(Saved data entries)

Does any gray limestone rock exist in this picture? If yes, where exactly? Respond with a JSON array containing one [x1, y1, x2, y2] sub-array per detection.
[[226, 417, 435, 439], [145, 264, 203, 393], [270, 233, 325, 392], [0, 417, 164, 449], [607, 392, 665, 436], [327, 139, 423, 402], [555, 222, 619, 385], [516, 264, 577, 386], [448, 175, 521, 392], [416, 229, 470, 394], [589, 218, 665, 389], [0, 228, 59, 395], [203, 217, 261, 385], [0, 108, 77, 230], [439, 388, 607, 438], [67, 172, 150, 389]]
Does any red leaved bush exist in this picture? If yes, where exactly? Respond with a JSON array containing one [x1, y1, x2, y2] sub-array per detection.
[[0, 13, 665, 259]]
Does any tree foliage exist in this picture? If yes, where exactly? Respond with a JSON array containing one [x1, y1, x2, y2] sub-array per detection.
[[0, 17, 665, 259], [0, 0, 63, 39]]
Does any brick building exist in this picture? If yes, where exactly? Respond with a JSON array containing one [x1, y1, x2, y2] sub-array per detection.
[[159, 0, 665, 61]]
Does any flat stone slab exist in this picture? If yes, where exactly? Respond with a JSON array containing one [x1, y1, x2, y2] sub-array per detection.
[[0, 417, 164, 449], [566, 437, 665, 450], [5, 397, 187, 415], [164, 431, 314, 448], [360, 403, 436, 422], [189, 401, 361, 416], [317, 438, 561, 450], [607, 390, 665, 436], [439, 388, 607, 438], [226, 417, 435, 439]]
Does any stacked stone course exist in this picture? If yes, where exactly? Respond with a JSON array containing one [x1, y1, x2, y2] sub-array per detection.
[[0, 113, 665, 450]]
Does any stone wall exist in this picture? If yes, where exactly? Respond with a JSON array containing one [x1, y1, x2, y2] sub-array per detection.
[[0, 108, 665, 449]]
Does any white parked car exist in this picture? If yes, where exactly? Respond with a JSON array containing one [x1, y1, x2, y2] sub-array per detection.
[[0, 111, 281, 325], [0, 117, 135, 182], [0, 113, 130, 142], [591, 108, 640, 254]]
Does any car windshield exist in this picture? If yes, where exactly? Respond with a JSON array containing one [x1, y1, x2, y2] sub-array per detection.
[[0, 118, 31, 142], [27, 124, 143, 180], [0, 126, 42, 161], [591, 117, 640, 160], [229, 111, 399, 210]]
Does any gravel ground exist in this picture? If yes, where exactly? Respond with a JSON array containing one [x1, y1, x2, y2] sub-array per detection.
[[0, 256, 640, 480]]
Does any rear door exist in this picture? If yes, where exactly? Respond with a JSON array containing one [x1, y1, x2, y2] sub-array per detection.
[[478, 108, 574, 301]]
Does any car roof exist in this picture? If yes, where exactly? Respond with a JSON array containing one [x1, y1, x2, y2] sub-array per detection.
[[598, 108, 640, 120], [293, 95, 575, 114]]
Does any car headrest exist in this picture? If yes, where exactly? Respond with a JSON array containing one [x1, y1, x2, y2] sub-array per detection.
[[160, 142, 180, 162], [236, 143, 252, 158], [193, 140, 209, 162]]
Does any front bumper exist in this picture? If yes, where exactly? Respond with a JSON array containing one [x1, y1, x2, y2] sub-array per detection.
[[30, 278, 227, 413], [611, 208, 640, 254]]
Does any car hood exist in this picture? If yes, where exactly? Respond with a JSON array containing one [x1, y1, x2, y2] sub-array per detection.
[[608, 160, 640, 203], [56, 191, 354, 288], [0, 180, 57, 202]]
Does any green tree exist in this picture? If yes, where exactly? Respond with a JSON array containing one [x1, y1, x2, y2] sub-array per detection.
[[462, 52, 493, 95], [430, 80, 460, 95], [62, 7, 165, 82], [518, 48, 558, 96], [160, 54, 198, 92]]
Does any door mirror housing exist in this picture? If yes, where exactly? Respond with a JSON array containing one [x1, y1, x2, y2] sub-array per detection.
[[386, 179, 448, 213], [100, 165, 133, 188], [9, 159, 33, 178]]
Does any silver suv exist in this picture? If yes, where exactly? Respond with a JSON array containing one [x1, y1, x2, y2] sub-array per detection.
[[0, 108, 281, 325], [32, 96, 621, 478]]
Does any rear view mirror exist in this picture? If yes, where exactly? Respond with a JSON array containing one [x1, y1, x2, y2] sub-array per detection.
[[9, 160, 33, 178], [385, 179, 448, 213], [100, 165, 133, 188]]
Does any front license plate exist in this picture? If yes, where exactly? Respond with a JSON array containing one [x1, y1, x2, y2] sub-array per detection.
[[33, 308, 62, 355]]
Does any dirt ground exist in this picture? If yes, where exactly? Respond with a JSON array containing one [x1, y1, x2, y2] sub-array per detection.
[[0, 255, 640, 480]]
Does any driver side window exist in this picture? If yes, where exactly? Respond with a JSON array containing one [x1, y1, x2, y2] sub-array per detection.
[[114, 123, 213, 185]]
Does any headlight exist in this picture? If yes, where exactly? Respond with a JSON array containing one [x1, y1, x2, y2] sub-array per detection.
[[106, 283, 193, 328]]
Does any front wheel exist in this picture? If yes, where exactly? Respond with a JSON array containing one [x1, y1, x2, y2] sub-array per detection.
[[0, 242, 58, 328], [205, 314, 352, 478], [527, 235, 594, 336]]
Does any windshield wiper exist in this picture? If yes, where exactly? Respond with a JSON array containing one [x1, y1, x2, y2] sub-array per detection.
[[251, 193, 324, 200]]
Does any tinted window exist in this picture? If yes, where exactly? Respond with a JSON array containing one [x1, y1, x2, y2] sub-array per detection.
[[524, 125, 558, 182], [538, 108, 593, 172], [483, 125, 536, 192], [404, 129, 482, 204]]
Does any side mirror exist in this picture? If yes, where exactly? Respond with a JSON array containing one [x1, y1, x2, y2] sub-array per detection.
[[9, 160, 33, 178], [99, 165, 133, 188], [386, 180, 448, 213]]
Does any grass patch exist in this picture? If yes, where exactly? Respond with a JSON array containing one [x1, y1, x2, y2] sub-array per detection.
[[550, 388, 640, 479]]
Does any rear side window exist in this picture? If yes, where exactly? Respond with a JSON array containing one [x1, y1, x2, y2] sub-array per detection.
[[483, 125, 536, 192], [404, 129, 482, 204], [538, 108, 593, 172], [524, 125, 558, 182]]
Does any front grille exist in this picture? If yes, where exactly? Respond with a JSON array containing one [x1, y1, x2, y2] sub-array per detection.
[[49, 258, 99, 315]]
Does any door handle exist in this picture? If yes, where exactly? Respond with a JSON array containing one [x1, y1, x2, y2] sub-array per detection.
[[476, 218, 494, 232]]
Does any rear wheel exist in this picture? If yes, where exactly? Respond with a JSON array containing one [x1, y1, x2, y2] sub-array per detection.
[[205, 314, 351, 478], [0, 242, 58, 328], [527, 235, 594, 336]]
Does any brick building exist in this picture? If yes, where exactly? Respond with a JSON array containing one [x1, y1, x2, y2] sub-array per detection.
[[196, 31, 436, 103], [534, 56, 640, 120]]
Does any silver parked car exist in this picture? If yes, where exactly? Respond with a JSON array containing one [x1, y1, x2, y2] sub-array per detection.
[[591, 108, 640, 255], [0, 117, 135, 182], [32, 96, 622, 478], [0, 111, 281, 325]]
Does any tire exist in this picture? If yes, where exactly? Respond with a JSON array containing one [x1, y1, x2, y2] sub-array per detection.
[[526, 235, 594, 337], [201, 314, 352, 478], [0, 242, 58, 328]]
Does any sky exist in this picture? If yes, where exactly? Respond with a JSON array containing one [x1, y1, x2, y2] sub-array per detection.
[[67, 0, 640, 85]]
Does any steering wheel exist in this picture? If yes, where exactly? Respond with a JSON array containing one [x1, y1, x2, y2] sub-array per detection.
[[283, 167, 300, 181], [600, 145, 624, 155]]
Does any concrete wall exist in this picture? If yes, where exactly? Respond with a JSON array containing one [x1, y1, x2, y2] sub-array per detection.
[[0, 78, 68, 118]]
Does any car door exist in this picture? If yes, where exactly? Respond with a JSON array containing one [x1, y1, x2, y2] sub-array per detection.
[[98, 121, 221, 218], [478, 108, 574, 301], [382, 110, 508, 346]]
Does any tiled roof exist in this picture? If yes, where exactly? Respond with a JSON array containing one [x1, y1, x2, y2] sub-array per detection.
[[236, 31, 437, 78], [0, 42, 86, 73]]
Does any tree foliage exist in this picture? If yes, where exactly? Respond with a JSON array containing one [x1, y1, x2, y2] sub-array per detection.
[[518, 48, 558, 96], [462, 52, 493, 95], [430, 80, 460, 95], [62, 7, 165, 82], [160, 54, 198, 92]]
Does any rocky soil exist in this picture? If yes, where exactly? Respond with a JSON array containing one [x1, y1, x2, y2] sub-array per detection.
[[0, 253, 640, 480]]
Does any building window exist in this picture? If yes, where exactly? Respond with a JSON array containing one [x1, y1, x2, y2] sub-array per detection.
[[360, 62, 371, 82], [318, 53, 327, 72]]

_PROBLEM TO SOLVE:_
Reproduce the lines of the records above word for word, starting with the line containing "Does any rear wheel" and going on through the line containing "328], [527, 235, 594, 336]]", both included.

_FINAL ANSWER:_
Does any rear wheel exist in this picture? If yes, where exactly? Respond with a JSON array containing one [x1, y1, x2, y2] sub-array per detection.
[[205, 314, 351, 478], [0, 242, 58, 328], [527, 235, 594, 336]]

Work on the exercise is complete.